_Set task_. Pick out every line of the listing below that contains the string "lamp", treating uppercase and lowercase as different.

_Records supplied_.
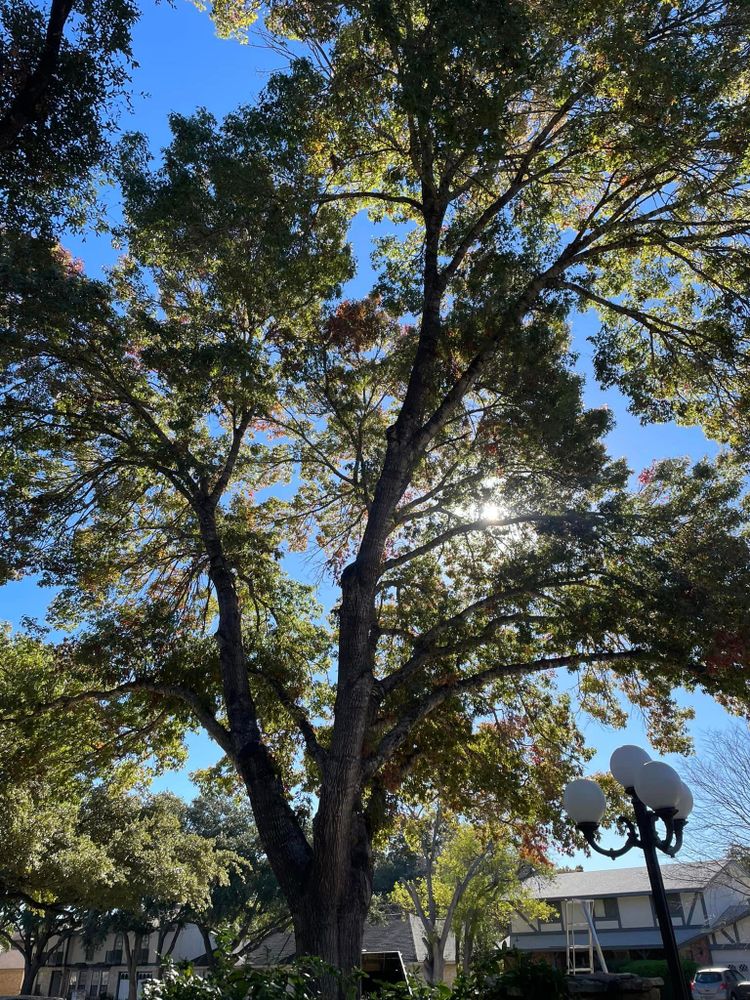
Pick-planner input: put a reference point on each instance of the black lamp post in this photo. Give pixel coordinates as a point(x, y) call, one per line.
point(658, 796)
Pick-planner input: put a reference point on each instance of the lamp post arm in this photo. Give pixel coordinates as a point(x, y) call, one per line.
point(645, 821)
point(589, 831)
point(667, 817)
point(679, 826)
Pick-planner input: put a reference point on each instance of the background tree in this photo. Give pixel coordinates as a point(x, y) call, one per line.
point(49, 870)
point(440, 455)
point(718, 773)
point(467, 884)
point(249, 905)
point(164, 872)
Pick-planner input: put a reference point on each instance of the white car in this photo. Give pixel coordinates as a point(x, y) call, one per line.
point(719, 981)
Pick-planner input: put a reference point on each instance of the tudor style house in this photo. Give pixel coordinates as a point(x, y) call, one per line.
point(77, 971)
point(83, 972)
point(708, 902)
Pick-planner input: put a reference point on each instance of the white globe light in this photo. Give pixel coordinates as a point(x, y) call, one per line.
point(658, 785)
point(626, 762)
point(685, 802)
point(584, 801)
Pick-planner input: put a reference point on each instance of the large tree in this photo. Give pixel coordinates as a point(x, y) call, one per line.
point(432, 436)
point(165, 872)
point(64, 67)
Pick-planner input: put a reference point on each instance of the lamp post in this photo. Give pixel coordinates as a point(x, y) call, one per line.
point(658, 796)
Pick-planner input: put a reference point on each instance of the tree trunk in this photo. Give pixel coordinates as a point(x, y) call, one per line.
point(132, 954)
point(435, 964)
point(30, 972)
point(208, 946)
point(330, 922)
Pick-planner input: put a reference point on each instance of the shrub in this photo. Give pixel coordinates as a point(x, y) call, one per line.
point(651, 968)
point(293, 982)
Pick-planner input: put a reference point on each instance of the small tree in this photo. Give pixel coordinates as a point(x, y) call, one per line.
point(249, 904)
point(163, 872)
point(719, 776)
point(468, 884)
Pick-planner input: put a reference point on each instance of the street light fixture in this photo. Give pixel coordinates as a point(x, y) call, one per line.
point(658, 795)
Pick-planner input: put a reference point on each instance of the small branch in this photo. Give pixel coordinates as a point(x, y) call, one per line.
point(306, 728)
point(396, 199)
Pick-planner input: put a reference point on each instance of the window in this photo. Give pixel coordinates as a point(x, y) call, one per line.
point(674, 902)
point(708, 977)
point(607, 908)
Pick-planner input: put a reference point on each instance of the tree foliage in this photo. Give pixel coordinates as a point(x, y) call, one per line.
point(62, 73)
point(249, 905)
point(169, 435)
point(468, 881)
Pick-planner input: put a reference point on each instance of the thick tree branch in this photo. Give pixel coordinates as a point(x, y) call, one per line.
point(400, 732)
point(28, 104)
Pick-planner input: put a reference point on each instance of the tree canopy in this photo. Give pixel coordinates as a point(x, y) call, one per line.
point(63, 71)
point(171, 434)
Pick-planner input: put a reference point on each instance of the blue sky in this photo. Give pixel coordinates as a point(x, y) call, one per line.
point(182, 66)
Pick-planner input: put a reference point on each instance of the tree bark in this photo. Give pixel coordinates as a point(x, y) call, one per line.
point(30, 972)
point(330, 922)
point(132, 954)
point(207, 944)
point(28, 103)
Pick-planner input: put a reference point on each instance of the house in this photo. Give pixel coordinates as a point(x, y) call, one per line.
point(84, 971)
point(708, 902)
point(390, 948)
point(11, 972)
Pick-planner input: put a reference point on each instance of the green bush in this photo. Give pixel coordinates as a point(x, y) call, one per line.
point(293, 982)
point(492, 980)
point(651, 968)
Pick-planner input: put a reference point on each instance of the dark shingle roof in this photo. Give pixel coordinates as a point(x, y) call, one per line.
point(625, 881)
point(393, 935)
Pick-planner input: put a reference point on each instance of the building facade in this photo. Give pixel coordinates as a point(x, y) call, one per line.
point(708, 903)
point(79, 971)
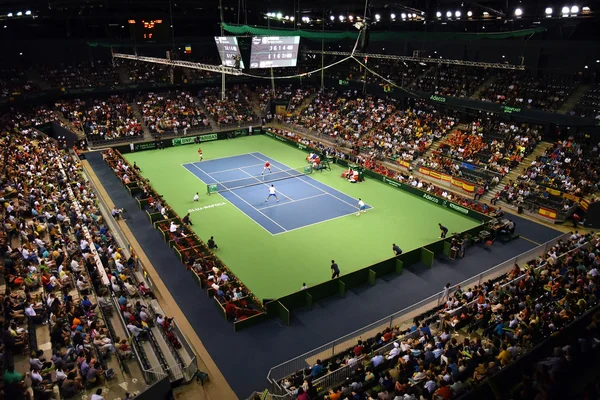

_Full output_.
Pick-planner input: put a reference point on each instance of the black lamp post in this photo. Give pixel coordinates as a point(x, y) call, one per line.
Pick-planner input: put a reference point on each instance of the lamp post arm in this photo. Give pixel coordinates as a point(x, y) call, one per line.
Pick-planner input: put a reference point on each instance of the lamp post in this photo. Give pixel coordinates as a point(x, y) call, one per line.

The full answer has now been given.